▶ _What the exercise asks_:
Each line from the one containing "Find the wooden table;" through the end of the listing below must be copied exactly; pictures are excluded.

▶ _Entries supplied_:

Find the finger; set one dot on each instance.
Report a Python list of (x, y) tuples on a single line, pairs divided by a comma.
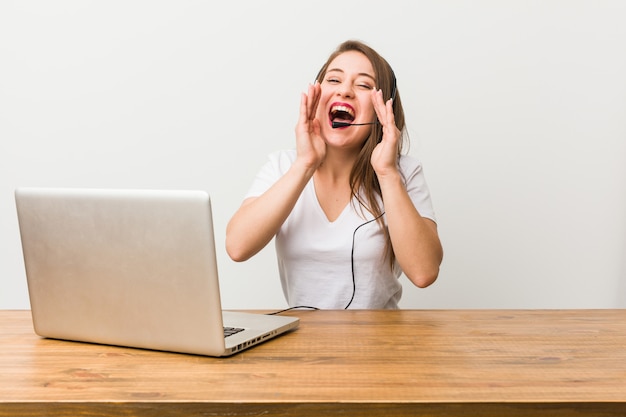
[(313, 100), (378, 104)]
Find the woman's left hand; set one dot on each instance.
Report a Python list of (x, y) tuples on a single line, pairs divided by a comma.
[(385, 155)]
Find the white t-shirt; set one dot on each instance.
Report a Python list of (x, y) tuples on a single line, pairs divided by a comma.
[(316, 256)]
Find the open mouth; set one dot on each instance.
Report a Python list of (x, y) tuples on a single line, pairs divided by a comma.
[(341, 113)]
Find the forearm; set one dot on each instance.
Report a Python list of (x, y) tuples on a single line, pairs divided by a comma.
[(258, 219), (414, 239)]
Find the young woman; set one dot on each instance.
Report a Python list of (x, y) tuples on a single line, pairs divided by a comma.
[(349, 212)]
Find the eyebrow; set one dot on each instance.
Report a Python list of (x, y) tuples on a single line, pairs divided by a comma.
[(364, 74)]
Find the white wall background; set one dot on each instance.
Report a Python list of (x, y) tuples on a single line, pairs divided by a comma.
[(517, 109)]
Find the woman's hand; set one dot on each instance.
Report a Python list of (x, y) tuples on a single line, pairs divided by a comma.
[(385, 155), (310, 146)]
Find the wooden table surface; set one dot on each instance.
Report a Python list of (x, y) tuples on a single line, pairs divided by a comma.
[(386, 363)]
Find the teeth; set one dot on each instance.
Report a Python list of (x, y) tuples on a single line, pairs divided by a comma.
[(344, 109)]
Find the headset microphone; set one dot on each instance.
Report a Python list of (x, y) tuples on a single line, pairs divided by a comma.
[(345, 124)]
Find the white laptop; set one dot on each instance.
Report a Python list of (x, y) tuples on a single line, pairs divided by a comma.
[(131, 268)]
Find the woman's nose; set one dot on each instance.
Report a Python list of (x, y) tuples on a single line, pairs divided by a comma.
[(345, 90)]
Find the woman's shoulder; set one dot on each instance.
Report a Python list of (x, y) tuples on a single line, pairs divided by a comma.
[(409, 164)]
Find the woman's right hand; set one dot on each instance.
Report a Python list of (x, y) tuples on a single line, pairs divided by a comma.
[(310, 146)]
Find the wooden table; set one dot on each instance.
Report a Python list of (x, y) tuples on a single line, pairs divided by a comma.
[(384, 363)]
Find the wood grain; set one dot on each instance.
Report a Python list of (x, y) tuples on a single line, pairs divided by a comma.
[(406, 362)]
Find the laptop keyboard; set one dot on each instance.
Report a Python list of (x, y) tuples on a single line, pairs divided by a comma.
[(229, 331)]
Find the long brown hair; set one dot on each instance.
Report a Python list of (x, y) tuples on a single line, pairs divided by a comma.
[(364, 183)]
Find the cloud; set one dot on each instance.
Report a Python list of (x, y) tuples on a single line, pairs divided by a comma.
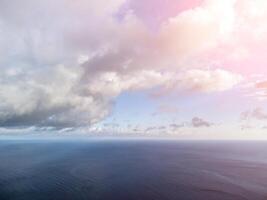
[(63, 63), (199, 122), (257, 113)]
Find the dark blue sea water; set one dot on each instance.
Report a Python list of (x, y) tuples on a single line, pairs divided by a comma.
[(132, 170)]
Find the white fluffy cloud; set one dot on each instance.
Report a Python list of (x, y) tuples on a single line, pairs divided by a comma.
[(62, 63)]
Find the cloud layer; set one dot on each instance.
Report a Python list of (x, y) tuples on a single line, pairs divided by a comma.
[(63, 63)]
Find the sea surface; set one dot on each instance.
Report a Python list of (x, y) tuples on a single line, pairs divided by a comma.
[(132, 170)]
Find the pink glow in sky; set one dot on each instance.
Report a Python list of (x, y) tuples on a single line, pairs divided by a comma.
[(65, 64)]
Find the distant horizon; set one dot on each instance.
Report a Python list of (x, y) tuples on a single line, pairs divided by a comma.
[(193, 69)]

▶ _Answer_:
Find the wooden table; set one dot on each instance.
Report a Python list of (x, y) tuples on a single line, pairs divided by a comma.
[(384, 363)]
Find the wood grain; set one dot on each instance.
Report a Python list of (x, y) tuples on a single line, pairs divided by a comma.
[(406, 362)]
Find the laptop keyboard; set one dot on each instance.
Report a Python list of (x, y) tuples on a single line, pairs divided by a comma.
[(229, 331)]
Find the long brown hair; set one dot on each instance.
Report a Python list of (x, y) tuples on a single line, pairs divided by a comma.
[(364, 183)]
Find the cloud; set one dot on each instance.
Report a Python list of (x, y) tuples on a single line, pairs divided by a comma.
[(63, 63), (199, 122), (257, 113)]
Find the dark blue sea water; set one dot on each instance.
Report a Python list of (x, y) tuples on a single line, pairs divided by a comma.
[(132, 170)]
Find the white fluffy cloud; set one dot on each instance.
Report a Python list of (x, y) tuples on a single line, pairs divided by a comma.
[(62, 63)]
Find the cloud layer; set one dot on each instance.
Report a Python list of (x, y) tuples on a single line, pairs divided by a comma.
[(63, 63)]
Find the sea surface; set one dot on each instance.
Report a Python list of (x, y) tuples on a single line, pairs divided by a comma.
[(132, 170)]
Find the pink glow in sky; set one dot on each instance.
Report a Python list of (x, y) tuples on a single line, pairs divided by a comma.
[(65, 64)]
Find the distant horizon; set one dot on each instance.
Report a Python list of (x, y) tuples on a single line, pairs divided by a comma.
[(193, 69)]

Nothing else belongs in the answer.